▶ Stated task 1
Which lines in the entries below contain the string "foliage"? Pull out every such line, treating uppercase and lowercase as different.

▶ Extract to read
════════════════
137. The Silhouette That Won't Behave
Finding Freedom in the Slouch.
This morning felt heavy, and I struggled to make sense of writing this newsletter while the news came in on my phone. I want to leave no ambiguity around my feelings about the disgusting actions of the US government, its encouragement of ICE to act with impunity—murdering and detaining people. I care deeply about immigrant justice. Sending love and warm hugs to my readers around the world, especially my US readers, particularly those in Minnesota. Thank you for leading the way against fascism.
I’ve come a long way in letting go of styling rules. Years ago, I founded a petite clothing brand, dressing and styling short women with designs graded to their proportions. I was living and breathing the brand’s purpose; there was so much demand for solutions to the everyday struggle of feeling good in standard-sized fashion (not just for short women). I thought I could find answers for everyone through Cartesian-style rules. I became obsessed with the concept of ‘clothes that fit right’, developed tunnel vision, and I fear I led a few people down that tunnel with me. Years later, the brand I founded is no more, and sizing and fit remain the number-one complaint people have about shopping. However, I have changed my perspective on how I can help women feel more confident when getting dressed.
Because not much about getting dressed is Cartesian—and what does ‘fitting right’ mean anyway? Clothes that follow the contour and curves of the body, I assumed. But the contour and curves of my body are soft, supple, and ever-changing.
When I let my intuition dress me, I reach for clothes that fit loosely around my body, and I take deep exhales. When I reach for clothes that are fitted to my body, like my twenty-year-old motorbike jacket that looks dated and is oh-so-fun, it feels playful and experimental. I no longer think about whether they make me look taller or leaner.
Fitted doesn’t, but fit still matters a whole lot. My favorite pieces to reach for include exaggeratedly baggy, dropped-crotch pants (always from here). The design brains behind them have all but ignored the body’s contour. They studied it with precision to create a silhouette that far surpasses flattering. It succeeds in communicating both ease and intent. That kind of silhouette—roomy, draped, a little off-duty on purpose—has a name: slouch.
Ways to build slouch into an outfit, illustrated in this newsletter, include:
pushed up sweater and jacket sleeves (1 + 14)
the slouchy shaft of a knee or thigh-high boot (17)
crisp cotton poplin (beyond shirting) (3 + 15 + 16)
a scarf or shawl worn ‘tails-back’ over your shoulders (8 + 9)
a button-down with sleeves pushed up or folded (3 + 5 + 7)
a pair of jeans or pants with a dropped crotch (4 + 7 + 11)
a slim-enough pant leg to pool over a pair of shoes without dragging (4)
a fabric or cord belt tied around the waist, with fabric pooling over it
a sweater or shirt tied around the shoulders or waist (5)
dresses and pants with a sash detail or wrap front design (13)
menswear (cuts tend to be boxier)
════════════════
▶ Stated task 2
In the newsletter above, why does the writer reject the idea that "fitting right" means clothes that follow the body's contour and curves? Answer in one to three sentences.

▶ Supplied data
════════════════
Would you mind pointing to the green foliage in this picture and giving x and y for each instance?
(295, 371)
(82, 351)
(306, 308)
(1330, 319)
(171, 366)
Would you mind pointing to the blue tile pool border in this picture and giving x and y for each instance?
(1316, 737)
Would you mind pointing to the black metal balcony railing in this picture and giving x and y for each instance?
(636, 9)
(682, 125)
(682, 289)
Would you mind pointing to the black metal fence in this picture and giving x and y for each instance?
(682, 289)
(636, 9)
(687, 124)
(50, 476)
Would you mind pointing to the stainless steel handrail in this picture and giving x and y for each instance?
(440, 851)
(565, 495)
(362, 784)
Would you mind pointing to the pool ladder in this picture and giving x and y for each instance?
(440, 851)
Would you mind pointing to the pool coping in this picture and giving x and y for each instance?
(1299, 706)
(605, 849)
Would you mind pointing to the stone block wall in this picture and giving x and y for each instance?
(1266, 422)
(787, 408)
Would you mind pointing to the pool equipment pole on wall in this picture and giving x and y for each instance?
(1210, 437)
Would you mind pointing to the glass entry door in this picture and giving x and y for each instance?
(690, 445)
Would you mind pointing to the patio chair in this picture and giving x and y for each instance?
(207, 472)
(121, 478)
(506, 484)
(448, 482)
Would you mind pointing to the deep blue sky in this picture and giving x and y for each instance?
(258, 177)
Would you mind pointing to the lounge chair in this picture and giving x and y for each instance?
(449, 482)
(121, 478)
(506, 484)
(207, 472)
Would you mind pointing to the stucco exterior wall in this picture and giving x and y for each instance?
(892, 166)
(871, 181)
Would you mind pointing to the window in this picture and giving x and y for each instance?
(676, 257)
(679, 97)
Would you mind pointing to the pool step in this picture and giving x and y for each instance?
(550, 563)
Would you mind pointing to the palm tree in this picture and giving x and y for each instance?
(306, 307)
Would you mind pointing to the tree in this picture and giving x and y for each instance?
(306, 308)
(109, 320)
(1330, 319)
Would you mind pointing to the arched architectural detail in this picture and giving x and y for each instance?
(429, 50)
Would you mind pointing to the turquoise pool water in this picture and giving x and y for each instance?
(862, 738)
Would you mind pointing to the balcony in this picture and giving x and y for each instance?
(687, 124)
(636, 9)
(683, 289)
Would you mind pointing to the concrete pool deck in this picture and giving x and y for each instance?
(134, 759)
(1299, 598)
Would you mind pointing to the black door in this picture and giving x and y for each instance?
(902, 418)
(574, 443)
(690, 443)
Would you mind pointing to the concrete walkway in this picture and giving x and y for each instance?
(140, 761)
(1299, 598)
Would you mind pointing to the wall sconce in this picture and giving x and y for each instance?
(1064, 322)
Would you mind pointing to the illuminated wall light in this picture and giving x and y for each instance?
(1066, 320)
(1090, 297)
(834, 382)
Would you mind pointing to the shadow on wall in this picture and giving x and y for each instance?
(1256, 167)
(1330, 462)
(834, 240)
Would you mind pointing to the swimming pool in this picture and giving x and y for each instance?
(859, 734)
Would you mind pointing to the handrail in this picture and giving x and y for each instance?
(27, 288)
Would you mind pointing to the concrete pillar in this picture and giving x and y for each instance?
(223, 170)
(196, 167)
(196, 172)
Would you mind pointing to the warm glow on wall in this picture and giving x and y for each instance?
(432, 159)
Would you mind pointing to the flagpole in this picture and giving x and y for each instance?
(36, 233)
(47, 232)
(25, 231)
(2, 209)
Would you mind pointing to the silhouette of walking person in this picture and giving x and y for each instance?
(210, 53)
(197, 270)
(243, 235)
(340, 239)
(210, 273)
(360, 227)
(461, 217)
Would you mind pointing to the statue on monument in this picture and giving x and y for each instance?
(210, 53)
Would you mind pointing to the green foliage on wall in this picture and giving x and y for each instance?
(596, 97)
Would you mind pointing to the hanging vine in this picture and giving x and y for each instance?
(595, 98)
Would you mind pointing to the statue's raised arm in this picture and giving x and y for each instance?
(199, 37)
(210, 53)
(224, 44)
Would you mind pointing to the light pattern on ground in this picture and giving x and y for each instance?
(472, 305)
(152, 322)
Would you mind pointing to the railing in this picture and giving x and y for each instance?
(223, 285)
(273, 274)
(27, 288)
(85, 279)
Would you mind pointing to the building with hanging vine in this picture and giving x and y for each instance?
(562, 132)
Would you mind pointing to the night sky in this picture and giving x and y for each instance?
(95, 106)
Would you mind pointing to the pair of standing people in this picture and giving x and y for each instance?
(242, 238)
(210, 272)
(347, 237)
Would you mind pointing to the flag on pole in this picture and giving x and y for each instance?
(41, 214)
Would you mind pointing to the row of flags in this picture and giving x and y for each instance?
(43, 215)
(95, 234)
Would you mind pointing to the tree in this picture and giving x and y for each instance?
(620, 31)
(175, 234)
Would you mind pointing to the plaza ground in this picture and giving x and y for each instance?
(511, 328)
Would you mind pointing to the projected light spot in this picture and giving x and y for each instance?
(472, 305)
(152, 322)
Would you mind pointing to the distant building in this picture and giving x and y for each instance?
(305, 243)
════════════════
▶ Written answer 1
Would you mind pointing to the green foliage in this picture and giving x and y for each instance?
Would you mind pointing to the green foliage on wall in this picture and giving x and y for each instance?

▶ Written answer 2
The writer's body has soft, supple contours and curves that are always changing. Getting dressed is also not very Cartesian, so fixed rules about fit don't hold up.